What to produce:
Look below. Copy each line that has "nose" in it.

Extracted data entries:
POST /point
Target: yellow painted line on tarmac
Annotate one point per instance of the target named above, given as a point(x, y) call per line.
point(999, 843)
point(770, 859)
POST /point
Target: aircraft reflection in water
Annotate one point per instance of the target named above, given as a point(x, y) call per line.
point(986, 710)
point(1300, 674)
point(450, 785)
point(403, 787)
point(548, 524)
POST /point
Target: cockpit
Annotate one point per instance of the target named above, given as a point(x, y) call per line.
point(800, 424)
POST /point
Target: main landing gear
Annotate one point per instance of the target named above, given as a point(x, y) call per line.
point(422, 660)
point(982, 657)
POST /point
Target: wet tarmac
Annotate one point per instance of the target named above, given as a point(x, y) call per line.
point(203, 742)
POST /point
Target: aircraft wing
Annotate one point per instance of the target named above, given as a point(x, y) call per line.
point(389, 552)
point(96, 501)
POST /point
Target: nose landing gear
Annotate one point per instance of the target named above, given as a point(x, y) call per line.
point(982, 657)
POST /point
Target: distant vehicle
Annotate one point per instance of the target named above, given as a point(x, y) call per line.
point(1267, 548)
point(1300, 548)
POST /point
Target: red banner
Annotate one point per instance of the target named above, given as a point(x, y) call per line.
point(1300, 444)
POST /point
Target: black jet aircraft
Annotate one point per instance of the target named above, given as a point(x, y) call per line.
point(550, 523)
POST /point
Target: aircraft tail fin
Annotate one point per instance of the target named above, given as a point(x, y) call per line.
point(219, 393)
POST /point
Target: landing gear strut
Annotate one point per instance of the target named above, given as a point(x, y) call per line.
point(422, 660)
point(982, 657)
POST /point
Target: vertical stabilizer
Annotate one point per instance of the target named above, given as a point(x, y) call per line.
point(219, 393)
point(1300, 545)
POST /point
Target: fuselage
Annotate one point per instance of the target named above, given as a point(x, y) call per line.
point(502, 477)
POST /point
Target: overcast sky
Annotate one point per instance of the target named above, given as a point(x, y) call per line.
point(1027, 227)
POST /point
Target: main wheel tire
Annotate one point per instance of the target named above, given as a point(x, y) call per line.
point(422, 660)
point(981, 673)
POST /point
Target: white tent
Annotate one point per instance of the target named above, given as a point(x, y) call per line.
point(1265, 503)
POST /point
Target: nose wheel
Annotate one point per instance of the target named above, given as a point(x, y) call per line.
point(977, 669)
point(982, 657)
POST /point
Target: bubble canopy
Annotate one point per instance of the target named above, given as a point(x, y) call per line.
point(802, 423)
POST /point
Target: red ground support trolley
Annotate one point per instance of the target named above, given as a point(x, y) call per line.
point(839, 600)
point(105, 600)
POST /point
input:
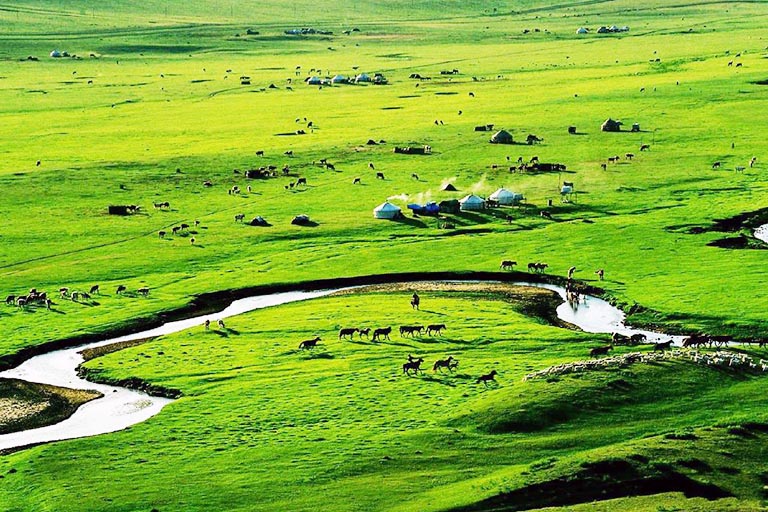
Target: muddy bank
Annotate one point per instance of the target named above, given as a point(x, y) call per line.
point(26, 405)
point(211, 302)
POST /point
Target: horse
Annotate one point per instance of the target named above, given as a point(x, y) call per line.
point(600, 351)
point(307, 344)
point(382, 332)
point(350, 331)
point(487, 377)
point(507, 265)
point(444, 363)
point(414, 365)
point(435, 328)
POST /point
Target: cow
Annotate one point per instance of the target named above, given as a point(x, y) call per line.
point(348, 332)
point(435, 328)
point(382, 332)
point(307, 344)
point(487, 378)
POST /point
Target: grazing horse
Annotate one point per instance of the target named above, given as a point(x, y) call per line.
point(507, 265)
point(487, 377)
point(348, 332)
point(382, 332)
point(600, 351)
point(307, 344)
point(444, 363)
point(435, 328)
point(414, 364)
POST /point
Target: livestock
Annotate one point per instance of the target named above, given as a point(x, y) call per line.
point(414, 365)
point(348, 332)
point(600, 351)
point(487, 378)
point(435, 329)
point(444, 363)
point(307, 344)
point(507, 265)
point(382, 332)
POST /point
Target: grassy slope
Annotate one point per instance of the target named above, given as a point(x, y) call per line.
point(265, 426)
point(88, 148)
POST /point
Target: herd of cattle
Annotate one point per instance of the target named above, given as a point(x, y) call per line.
point(37, 298)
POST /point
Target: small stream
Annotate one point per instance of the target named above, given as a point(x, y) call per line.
point(122, 407)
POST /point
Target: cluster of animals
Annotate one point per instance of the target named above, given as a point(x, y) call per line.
point(723, 359)
point(37, 298)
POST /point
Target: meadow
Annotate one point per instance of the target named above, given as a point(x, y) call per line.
point(159, 108)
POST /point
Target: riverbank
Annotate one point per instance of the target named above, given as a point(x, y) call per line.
point(28, 405)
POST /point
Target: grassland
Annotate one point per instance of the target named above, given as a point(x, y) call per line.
point(155, 113)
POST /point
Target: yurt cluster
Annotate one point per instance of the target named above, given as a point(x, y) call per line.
point(470, 202)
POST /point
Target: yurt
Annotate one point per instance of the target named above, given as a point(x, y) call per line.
point(506, 197)
point(471, 202)
point(386, 210)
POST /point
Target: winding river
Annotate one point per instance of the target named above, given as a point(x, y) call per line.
point(122, 407)
point(762, 233)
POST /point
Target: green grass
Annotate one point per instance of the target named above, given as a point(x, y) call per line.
point(161, 99)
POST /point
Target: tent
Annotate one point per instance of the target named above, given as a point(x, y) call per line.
point(449, 206)
point(386, 210)
point(501, 137)
point(609, 125)
point(504, 196)
point(471, 202)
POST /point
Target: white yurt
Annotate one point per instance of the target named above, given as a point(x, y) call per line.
point(386, 210)
point(504, 196)
point(471, 202)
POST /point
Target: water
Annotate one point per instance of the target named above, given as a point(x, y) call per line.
point(121, 407)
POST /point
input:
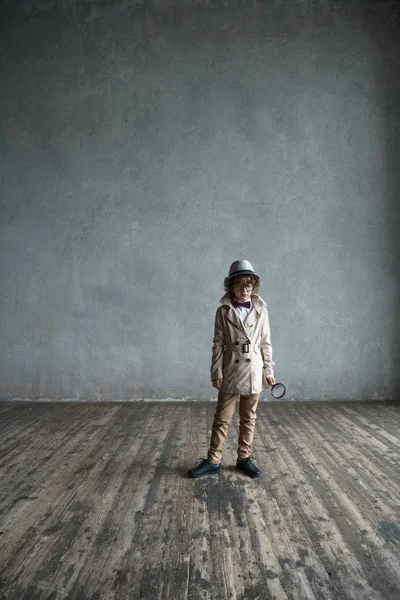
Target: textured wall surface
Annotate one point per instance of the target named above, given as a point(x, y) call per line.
point(146, 145)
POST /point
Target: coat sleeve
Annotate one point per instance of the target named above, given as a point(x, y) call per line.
point(218, 348)
point(266, 347)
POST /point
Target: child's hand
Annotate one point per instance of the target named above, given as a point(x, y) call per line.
point(217, 383)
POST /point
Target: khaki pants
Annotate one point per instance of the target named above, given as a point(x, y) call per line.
point(222, 419)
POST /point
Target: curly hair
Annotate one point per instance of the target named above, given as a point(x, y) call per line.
point(230, 282)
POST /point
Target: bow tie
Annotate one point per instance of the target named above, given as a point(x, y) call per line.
point(244, 304)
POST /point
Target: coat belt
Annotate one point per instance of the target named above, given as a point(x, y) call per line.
point(245, 348)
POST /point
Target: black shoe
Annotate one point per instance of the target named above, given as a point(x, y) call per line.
point(203, 468)
point(247, 465)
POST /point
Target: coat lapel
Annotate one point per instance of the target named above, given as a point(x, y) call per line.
point(252, 317)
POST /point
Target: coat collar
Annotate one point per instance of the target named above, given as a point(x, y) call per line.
point(257, 304)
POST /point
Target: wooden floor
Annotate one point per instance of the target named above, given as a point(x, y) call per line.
point(95, 504)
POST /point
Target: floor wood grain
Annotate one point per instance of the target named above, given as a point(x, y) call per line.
point(95, 504)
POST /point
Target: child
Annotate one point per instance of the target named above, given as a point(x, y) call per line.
point(241, 365)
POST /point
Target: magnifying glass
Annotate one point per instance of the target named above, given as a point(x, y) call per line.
point(278, 390)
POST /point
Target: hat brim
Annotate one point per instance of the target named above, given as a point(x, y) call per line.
point(245, 272)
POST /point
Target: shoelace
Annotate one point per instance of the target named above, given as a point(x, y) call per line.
point(249, 458)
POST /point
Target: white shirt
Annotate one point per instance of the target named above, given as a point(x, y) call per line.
point(242, 311)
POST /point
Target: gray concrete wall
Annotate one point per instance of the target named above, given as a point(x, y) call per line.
point(147, 145)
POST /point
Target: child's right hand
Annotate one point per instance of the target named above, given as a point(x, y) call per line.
point(217, 383)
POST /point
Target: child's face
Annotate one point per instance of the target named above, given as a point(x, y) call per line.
point(241, 292)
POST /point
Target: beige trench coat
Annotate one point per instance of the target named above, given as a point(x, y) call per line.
point(242, 354)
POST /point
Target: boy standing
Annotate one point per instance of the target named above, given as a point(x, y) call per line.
point(241, 365)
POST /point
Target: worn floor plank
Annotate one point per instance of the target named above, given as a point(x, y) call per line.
point(95, 504)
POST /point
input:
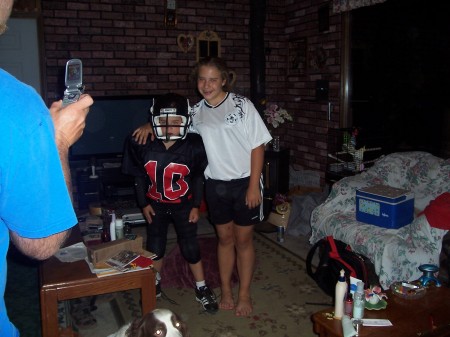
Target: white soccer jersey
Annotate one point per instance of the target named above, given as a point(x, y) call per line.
point(230, 130)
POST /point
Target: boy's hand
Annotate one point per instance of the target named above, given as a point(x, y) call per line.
point(194, 215)
point(253, 197)
point(141, 134)
point(148, 212)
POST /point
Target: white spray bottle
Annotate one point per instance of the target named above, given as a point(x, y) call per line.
point(339, 296)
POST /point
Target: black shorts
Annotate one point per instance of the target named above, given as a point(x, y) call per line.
point(226, 202)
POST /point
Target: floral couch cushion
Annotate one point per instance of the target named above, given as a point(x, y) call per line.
point(396, 253)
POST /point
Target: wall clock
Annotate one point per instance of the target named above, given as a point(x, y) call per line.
point(170, 16)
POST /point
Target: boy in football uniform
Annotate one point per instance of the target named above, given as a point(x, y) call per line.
point(169, 180)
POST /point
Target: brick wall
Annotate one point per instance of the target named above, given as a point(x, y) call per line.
point(127, 50)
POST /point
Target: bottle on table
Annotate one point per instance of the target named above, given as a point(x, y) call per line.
point(359, 301)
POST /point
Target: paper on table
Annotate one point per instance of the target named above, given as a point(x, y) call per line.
point(376, 322)
point(72, 253)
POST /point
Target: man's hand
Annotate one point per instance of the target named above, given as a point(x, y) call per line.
point(148, 212)
point(70, 121)
point(253, 197)
point(141, 134)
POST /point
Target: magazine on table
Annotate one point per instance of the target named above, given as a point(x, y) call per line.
point(123, 262)
point(127, 259)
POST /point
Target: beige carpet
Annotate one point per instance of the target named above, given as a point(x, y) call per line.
point(282, 294)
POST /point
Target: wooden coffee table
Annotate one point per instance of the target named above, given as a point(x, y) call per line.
point(63, 281)
point(409, 317)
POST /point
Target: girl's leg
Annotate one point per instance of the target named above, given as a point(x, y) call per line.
point(226, 258)
point(245, 257)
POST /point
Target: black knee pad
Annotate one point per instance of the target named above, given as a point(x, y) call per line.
point(190, 250)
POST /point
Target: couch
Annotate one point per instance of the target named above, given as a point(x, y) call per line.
point(395, 253)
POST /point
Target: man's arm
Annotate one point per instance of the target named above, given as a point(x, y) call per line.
point(69, 125)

Output below:
Target: nose landing gear
Target: nose wheel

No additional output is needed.